• _DATASET EXCERPTS_
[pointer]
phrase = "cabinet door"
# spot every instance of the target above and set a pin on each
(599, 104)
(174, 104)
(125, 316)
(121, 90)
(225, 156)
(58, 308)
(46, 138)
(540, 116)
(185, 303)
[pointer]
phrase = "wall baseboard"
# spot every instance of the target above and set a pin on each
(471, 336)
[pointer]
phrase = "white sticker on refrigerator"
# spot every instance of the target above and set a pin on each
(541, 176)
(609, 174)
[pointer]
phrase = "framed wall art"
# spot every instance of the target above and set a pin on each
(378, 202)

* * *

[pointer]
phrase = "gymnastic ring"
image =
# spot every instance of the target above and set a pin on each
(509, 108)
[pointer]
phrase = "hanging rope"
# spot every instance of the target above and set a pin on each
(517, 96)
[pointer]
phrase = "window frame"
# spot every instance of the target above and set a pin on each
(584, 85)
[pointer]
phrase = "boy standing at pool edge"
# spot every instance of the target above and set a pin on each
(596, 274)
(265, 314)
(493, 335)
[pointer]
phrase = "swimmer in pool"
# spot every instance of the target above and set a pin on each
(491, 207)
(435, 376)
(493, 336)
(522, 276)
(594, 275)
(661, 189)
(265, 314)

---

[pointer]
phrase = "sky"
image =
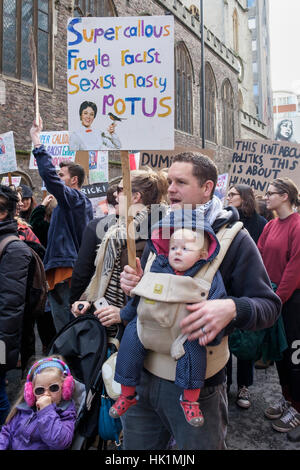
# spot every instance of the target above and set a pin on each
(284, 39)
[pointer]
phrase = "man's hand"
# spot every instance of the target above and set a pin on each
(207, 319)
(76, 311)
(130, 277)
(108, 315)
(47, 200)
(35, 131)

• _WHAT THE TASK REQUIRES_
Identify each line of the data above that contains the string "wall" and copy those lines in full. Case counts, so a match must have the same capitalization.

• _ANSWER TO THE PROBLEM_
phrase = "wall baseboard"
phrase = "framed wall art"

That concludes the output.